Я разыскала хозяйку.
– Кто эта дама в маске, которую вы мне подсунули?
Хозяйка как будто была недовольна вопросом.
– Как же я могу знать, раз она в маске?
Во время ужина черные домино исчезали. Или, может быть, просто сняли маскарадный наряд.
Я долго присматривалась к незнакомым лицам, ища губы, целовавшие мне руку…
В конце стола сидели музыканты: гитара, гармонь и бубен. Те самые. Распутинские. Цепь… нить.
12
На другой день пришел ко мне Измайлов, страшно расстроенный.
– Случилась ужасная гадость. Вот прочтите. Дает газету.
В газете сообщалось о том, что Распутин стал часто бывать в кругу литераторов, где за бутылкой вина рассказывает разные забавные анекдоты о чрезвычайно высоких особах.
– Это еще не все, – прибавил Измайлов. – Сегодня был у меня Ф. и говорил, что его неожиданно вызвали в охранку и допрашивали, кто именно из литераторов у него обедал и что именно Распутин рассказывал. Грозили высылкой из Петербурга. Но что противнее и удивительнее всего, так это то, что на столе у допрашивавшего его охранника Ф. ясно видел тот самый листок который собственной рукой написал М-ч.
– Неужели М-ч работает в охранке?
– Неизвестно, он ли, или кто другой из гостей Ф. Во всяком случае, надо быть очень осторожными. Если нас и не будут допрашивать, то следить за нами, конечно, будут. Поэтому если Распутин будет писать или вызывать по телефону, то отвечать ему не следует. Впрочем, вашего адреса он не знает, да и вряд ли и фамилию хорошо усвоил.
– Вот вам и мистические тайны старца! Розанова жалко! Такой прозаический бытовой конец…
13
– Барыня, вас два раза кто-то по телефону нарочно спрашивал, – смеясь, говорит мне горничная.
– Как так – нарочно?
– Да я спрашиваю: кто такой? А он говорит: «Распутин». Кто-то, значит, подшучивает.
– Слушайте, Ксюша, ели он еще будет подшучивать, отвечайте непременно, что я уехала, и надолго. Поняли?
14
Я скоро уехала из Петербурга. Распутина больше не видала.
Потом, когда прочла в газетах, что труп его сожгли, – вспомнила его, того, черного скрюченного, страшного колдуна:
«Сожгут? Пусть сожгут. Одного не знают: Распутина убьют, и России конец.
Вспомни!.. вспомни!..»
Вспомнила.
К Бальмонту у нас особое чувство. Бальмонт был наш поэт, поэт нашего поколения. Он – наша эпоха. К нему перешли мы после классиков, со школьной скамьи. Он удивил и восхитил нас своим «перезвоном хрустальных созвучий», которые влились в душу с первым весенним счастьем.

□ □ □ □

# ЗАДАНИЯ
(a) Назовите все музыкальные инструменты, на которых играли музыканты в конце стола в отрывке о Распутине.
(b) Воспроизведите дословно часть отрывка о Распутине: всё, начиная с «Я долго присматривалась» и вплоть до «чрезвычайно высоких особах.».
(c) Продолжите отрывок о Распутине, начиная сразу после его последнего предложения.

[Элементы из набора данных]
□ □ □ □

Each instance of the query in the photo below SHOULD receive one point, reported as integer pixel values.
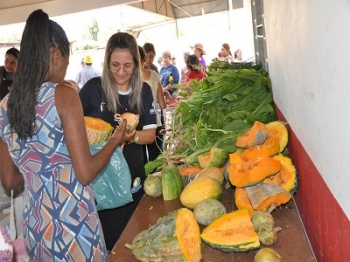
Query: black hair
(149, 47)
(32, 70)
(13, 51)
(192, 63)
(126, 41)
(142, 53)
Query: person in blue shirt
(169, 74)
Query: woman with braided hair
(44, 149)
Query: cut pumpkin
(278, 129)
(199, 189)
(232, 232)
(97, 130)
(286, 177)
(256, 135)
(247, 172)
(242, 200)
(263, 195)
(175, 237)
(270, 147)
(216, 157)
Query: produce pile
(224, 134)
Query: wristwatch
(136, 137)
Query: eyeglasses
(11, 63)
(127, 68)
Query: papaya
(171, 182)
(208, 210)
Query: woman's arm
(160, 96)
(86, 166)
(144, 137)
(10, 176)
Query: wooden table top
(292, 243)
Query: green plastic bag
(112, 187)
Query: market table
(292, 243)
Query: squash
(242, 200)
(244, 172)
(213, 172)
(256, 135)
(171, 182)
(232, 232)
(267, 254)
(200, 189)
(286, 177)
(132, 120)
(263, 195)
(97, 130)
(270, 147)
(278, 129)
(216, 157)
(175, 237)
(188, 170)
(208, 210)
(188, 173)
(153, 185)
(262, 220)
(268, 236)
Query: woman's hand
(119, 134)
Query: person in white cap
(199, 52)
(86, 73)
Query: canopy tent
(17, 11)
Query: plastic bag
(112, 187)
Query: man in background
(8, 71)
(87, 72)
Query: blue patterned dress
(60, 218)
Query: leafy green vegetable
(217, 110)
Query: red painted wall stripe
(326, 224)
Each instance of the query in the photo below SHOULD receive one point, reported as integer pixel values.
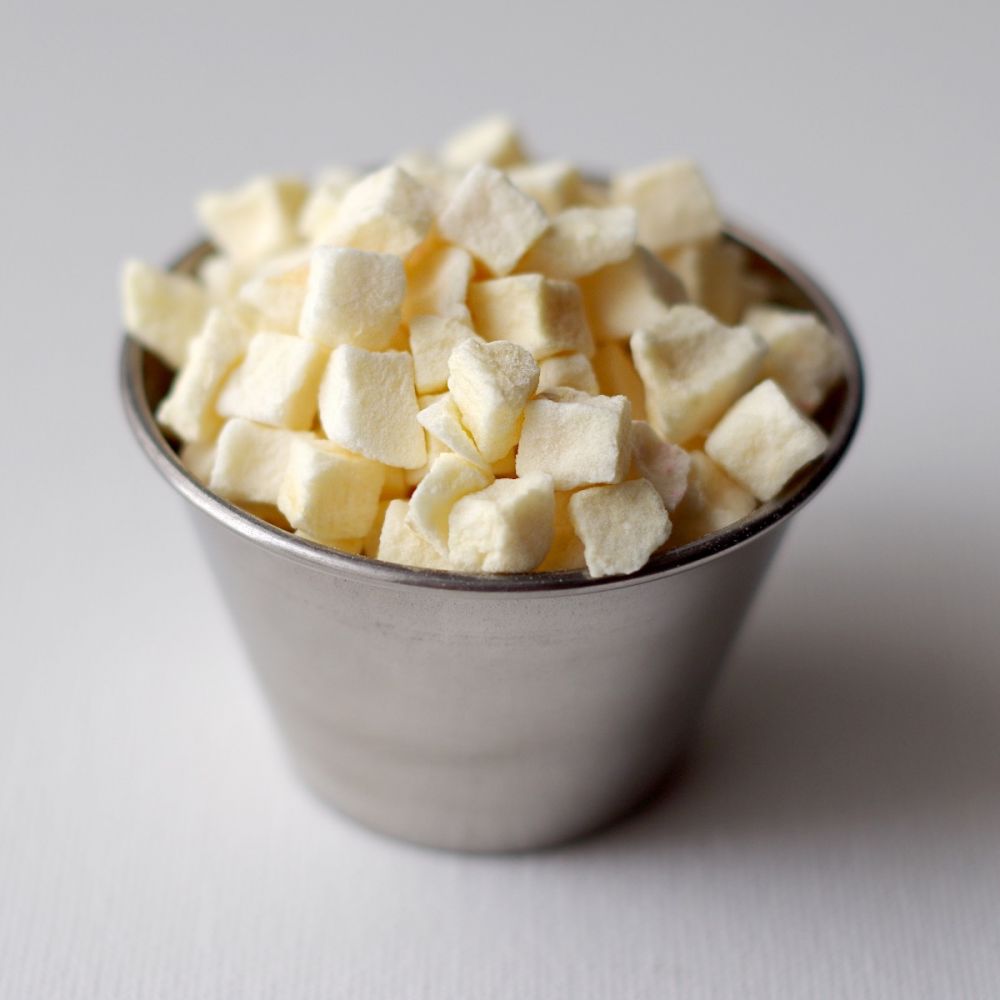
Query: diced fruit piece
(353, 297)
(163, 311)
(491, 384)
(763, 440)
(491, 219)
(620, 526)
(576, 439)
(694, 368)
(328, 493)
(505, 528)
(368, 405)
(545, 317)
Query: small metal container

□ □ □ □

# ОТВЕТЫ ПО ЗАДАНИЯМ
(a) Гитара, гармонь, бубен.

(b)
Я долго присматривалась к незнакомым лицам, ища губы, целовавшие мне руку…
В конце стола сидели музыканты: гитара, гармонь и бубен. Те самые. Распутинские. Цепь… нить.
12
На другой день пришел ко мне Измайлов, страшно расстроенный.
– Случилась ужасная гадость. Вот прочтите. Дает газету.
В газете сообщалось о том, что Распутин стал часто бывать в кругу литераторов, где за бутылкой вина рассказывает разные забавные анекдоты о чрезвычайно высоких особах.

(c)
Теперь некоторым начинает казаться, что не так уж велик был вклад бальмонтовского дара в русскую литературу. Но так всегда и бывает. Когда рассеется угар влюбленности, человек с удивлением спрашивает себя: «Ну, чего я так бесновался?» А Россия была именно влюблена в Бальмонта. Все, от светских салонов до глухого городка где-нибудь в Могилевской губернии, знали Бальмонта. Его читали, декламировали и пели с эстрады. Кавалеры нашептывали его слова своим дамам, гимназистки переписывали в тетрадки:
Открой мне счастье,
Закрой глаза…
Либеральный оратор вставлял в свою речь:
– Сегодня сердце отдам лучу…
А ответная рифма звучала на полустанке Жмеринка-товарная, где телеграфист говорил барышне в мордовском костюме:
– Я буду дерзок – я так хочу.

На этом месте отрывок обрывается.